§ **TASK**
Set every record down verbatim and omit the pictures.

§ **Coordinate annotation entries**
------------------------------------

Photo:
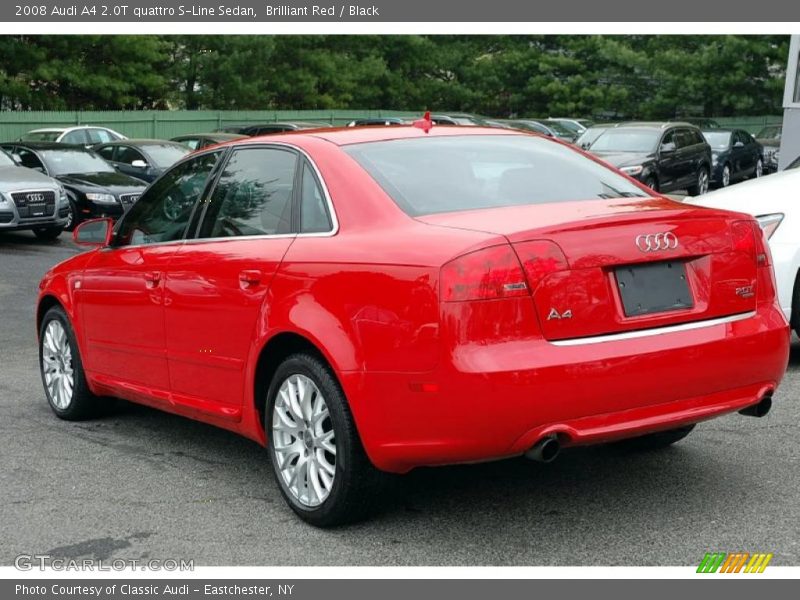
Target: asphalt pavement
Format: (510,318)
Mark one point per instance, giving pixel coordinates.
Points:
(140,483)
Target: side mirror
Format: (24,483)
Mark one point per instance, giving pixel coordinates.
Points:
(95,232)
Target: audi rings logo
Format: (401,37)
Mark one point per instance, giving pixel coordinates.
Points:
(653,242)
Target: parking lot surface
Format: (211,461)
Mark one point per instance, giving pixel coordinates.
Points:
(141,484)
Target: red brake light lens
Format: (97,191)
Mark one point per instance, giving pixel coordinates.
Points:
(486,274)
(748,238)
(539,259)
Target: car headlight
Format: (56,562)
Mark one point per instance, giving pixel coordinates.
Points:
(769,223)
(636,170)
(102,198)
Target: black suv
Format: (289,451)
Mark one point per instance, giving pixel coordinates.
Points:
(663,156)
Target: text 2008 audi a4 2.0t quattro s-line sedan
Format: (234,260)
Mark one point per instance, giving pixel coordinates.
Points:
(378,299)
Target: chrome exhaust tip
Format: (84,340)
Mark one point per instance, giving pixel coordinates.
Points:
(545,450)
(758,410)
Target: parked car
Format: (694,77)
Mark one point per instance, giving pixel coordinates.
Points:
(143,159)
(300,316)
(588,137)
(550,129)
(270,128)
(664,156)
(576,126)
(84,135)
(770,138)
(198,141)
(31,200)
(773,202)
(735,155)
(373,121)
(94,188)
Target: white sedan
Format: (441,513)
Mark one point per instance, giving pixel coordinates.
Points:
(775,202)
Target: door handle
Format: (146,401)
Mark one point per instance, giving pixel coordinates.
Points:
(152,279)
(250,278)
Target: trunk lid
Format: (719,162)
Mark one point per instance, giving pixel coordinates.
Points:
(629,264)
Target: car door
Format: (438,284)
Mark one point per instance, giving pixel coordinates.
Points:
(121,293)
(218,283)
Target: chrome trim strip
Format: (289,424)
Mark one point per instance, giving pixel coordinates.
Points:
(631,335)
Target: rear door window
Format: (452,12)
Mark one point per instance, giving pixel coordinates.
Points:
(253,195)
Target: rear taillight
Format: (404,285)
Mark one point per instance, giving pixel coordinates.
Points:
(749,239)
(539,259)
(486,274)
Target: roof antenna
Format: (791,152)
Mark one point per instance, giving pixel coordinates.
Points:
(425,122)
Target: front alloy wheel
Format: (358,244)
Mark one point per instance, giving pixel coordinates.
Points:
(317,458)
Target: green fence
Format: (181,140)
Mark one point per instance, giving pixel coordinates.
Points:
(165,124)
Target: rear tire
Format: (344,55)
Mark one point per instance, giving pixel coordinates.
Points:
(48,234)
(654,441)
(311,418)
(61,369)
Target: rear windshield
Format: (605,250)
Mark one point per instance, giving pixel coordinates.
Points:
(435,175)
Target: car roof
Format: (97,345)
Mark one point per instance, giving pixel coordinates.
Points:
(217,135)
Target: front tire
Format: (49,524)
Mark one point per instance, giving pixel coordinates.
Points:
(654,441)
(317,457)
(62,370)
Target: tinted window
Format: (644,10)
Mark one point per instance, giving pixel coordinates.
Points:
(166,155)
(66,161)
(164,210)
(253,195)
(99,136)
(627,140)
(432,175)
(75,137)
(106,152)
(314,216)
(128,154)
(718,140)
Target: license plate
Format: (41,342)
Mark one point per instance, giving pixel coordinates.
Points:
(653,288)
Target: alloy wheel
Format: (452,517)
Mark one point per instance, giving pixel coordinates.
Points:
(57,365)
(303,440)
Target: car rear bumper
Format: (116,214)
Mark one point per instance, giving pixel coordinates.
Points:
(497,400)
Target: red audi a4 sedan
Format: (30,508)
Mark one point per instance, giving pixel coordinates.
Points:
(378,299)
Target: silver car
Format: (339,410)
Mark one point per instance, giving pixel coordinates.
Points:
(31,200)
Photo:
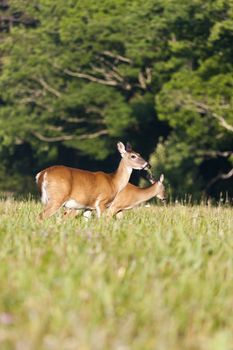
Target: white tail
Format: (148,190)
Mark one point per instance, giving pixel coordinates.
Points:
(132,195)
(80,189)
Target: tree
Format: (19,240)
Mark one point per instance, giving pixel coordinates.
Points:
(197,100)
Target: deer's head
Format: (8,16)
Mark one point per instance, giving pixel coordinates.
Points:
(131,158)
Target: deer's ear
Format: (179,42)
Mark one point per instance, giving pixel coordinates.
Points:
(121,148)
(128,147)
(161,178)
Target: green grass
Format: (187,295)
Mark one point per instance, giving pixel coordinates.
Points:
(160,278)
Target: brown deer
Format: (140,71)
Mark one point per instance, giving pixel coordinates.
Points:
(81,189)
(132,195)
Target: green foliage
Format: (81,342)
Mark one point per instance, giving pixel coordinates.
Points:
(80,75)
(159,278)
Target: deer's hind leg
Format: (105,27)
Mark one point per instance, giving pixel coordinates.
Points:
(50,209)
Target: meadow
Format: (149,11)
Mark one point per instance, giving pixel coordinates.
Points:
(160,278)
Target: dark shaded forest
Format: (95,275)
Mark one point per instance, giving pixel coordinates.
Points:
(77,76)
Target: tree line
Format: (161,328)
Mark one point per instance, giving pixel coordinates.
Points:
(77,76)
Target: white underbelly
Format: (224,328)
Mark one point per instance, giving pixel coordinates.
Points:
(73,204)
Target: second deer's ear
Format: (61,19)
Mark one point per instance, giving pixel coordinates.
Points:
(121,148)
(128,147)
(161,178)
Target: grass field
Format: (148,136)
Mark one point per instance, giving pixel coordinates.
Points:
(160,278)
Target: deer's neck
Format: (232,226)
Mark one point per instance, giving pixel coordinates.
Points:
(148,192)
(121,176)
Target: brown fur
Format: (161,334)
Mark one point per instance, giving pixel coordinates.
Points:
(132,195)
(94,190)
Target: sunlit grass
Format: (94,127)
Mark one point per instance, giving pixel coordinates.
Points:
(160,278)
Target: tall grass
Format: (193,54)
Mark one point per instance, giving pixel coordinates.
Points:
(160,278)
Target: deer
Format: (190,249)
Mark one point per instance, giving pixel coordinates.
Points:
(132,195)
(74,188)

------------------------------------

§ **EXPECTED ANSWER**
Photo:
Target: asphalt pavement
Format: (510,318)
Mark one point per instance, giving pixel coordinates.
Points:
(140,483)
Target: side mirror
Format: (24,483)
Mark one point per instance, giving pixel coordinates.
Points:
(95,232)
Target: audi rings logo
Format: (401,37)
Mark one point per instance, giving pixel coordinates.
Points:
(653,242)
Target: parking lot surface
Format: (211,461)
Mark one point per instance, giving pixel coordinates.
Points:
(141,484)
Target: red brake light lens
Format: (97,191)
Mark one point per instance, giving pixel coordinates.
Points:
(486,274)
(748,238)
(539,259)
Target: car headlight
Format: (56,562)
Mark one point per instance, giving pixel coordinates.
Points:
(769,223)
(636,170)
(102,198)
Target: black suv
Format: (289,451)
Mark one point per instance, giving pixel coordinates.
Points:
(663,156)
Target: text 2008 audi a4 2.0t quattro s-line sedan
Format: (234,260)
Mark one point per instance, giving pixel coordinates.
Points:
(378,299)
Target: chrome exhaust tip
Format: (84,340)
Mark one point per instance, giving pixel coordinates.
Points:
(545,450)
(758,410)
Target: parked car
Format: (694,77)
Mark one point per instance, giving pixel coordinates.
Points:
(143,159)
(300,316)
(588,137)
(550,129)
(270,128)
(664,156)
(576,126)
(84,135)
(770,138)
(198,141)
(31,200)
(773,202)
(735,155)
(373,121)
(94,188)
Target: white sedan
Format: (441,513)
Mark one point per instance, giving pixel coordinates.
Points:
(775,202)
Target: door handle
Format: (146,401)
Mark one point per instance, giving pixel coordinates.
Points:
(152,279)
(250,278)
Target: trunk lid
Format: (719,162)
Mark one point per instance, giving pixel coordinates.
Points:
(629,264)
Target: car door
Format: (438,284)
Mark one point per instance, giving pixel coordinates.
Points:
(121,293)
(218,283)
Target: chrome trim strip
Format: (289,424)
Mark one point per instance, giving pixel coordinates.
Points:
(631,335)
Target: rear door window
Format: (452,12)
Mark one point per instance, giving pixel coordinates.
Points:
(253,195)
Target: rear taillight
Format: (404,285)
Mark one point per instance, giving pixel coordinates.
Points:
(749,239)
(539,259)
(486,274)
Target: roof antenna
Format: (791,152)
Mark one point per instance, giving pixel coordinates.
Points:
(425,122)
Target: front alloy wheel
Format: (358,244)
Mark one point per instance, giving pixel coordinates.
Points:
(317,458)
Target: green fence
Format: (181,140)
Mark one point per instance, giving pixel coordinates.
Points:
(165,124)
Target: rear tire
Format: (344,55)
Mark one point per instance, giving pixel coordinates.
Points:
(48,234)
(654,441)
(311,418)
(61,369)
Target: rear windshield
Format: (605,250)
Mark one point per instance, giving pixel coordinates.
Points:
(435,175)
Target: car roof
Format: (97,345)
Mark one point per instance, giving pixel coordinates.
Points:
(217,135)
Target: front tire
Format: (49,524)
Mark one point per instance, giving pixel coordinates.
Points:
(654,441)
(317,457)
(62,370)
Target: tinted window
Format: (644,10)
Mark one point per instance, giving pixel coordinates.
Points:
(166,155)
(66,161)
(164,210)
(253,195)
(99,136)
(627,140)
(432,175)
(75,137)
(106,152)
(314,216)
(128,154)
(718,140)
Target: license plate
Format: (41,342)
Mark one point per instance, giving pixel coordinates.
Points:
(653,288)
Target: alloy wheel
Format: (452,517)
Mark one point per instance, giving pixel coordinates.
Points:
(57,365)
(303,440)
Target: car rear bumper
Format: (116,214)
Mark one point per instance, giving pixel coordinates.
Points:
(497,400)
Target: red audi a4 sedan
Format: (30,508)
Mark one point per instance, giving pixel coordinates.
Points:
(378,299)
Target: silver car
Format: (339,410)
Mark one point per instance, giving pixel coordinates.
Points:
(31,200)
Photo:
Target: white tail
Format: (148,190)
Mark one point per instance, giving pixel coordinates.
Points:
(132,195)
(80,189)
Target: tree
Format: (19,240)
Mark one point per instance, giving pixel coordinates.
Points:
(197,100)
Target: deer's head
Format: (8,16)
Mark one point per instance, giving pixel coordinates.
Points:
(131,158)
Target: deer's ear
Format: (179,42)
Mark one point per instance, giving pixel coordinates.
Points:
(121,148)
(128,147)
(161,178)
Target: green grass
Format: (187,295)
Mark one point per instance, giving pixel coordinates.
Points:
(160,278)
Target: brown deer
Format: (140,71)
Mark one point per instance, giving pixel coordinates.
Points:
(81,189)
(132,195)
Target: green foliage
Format: (81,342)
Mark one point per instance, giving pixel coordinates.
Points:
(80,75)
(159,278)
Target: deer's hind leg
Format: (105,27)
Mark one point per instance, giving pixel coordinates.
Points:
(50,209)
Target: meadow
Format: (149,11)
Mark one point per instance, giving pixel coordinates.
Points:
(160,278)
Target: dark shaded forest
Format: (95,275)
Mark one point per instance, giving pixel coordinates.
Points:
(77,76)
Target: tree line
Format: (161,328)
Mark one point per instance, giving pixel coordinates.
Points:
(77,76)
Target: white underbelly
Format: (224,328)
Mark one point per instance, giving pixel coordinates.
Points:
(73,204)
Target: second deer's ear
Format: (61,19)
Mark one point per instance, giving pixel coordinates.
Points:
(121,148)
(128,147)
(161,178)
Target: grass field
Format: (148,136)
Mark one point per instance, giving pixel coordinates.
Points:
(160,278)
Target: deer's neck
Format: (232,226)
Mark one point per instance, giving pixel coordinates.
Points:
(148,192)
(121,176)
Target: brown fur
Format: (161,334)
Mark one point per instance, giving pixel coordinates.
Points:
(132,195)
(94,190)
Target: sunlit grass
Format: (94,127)
Mark one point per instance, giving pixel coordinates.
Points:
(160,278)
Target: tall grass
Format: (193,54)
Mark one point per instance, giving pixel coordinates.
Points:
(160,278)
Target: deer
Format: (190,249)
Mark one point per instance, giving pixel coordinates.
Points:
(132,195)
(74,188)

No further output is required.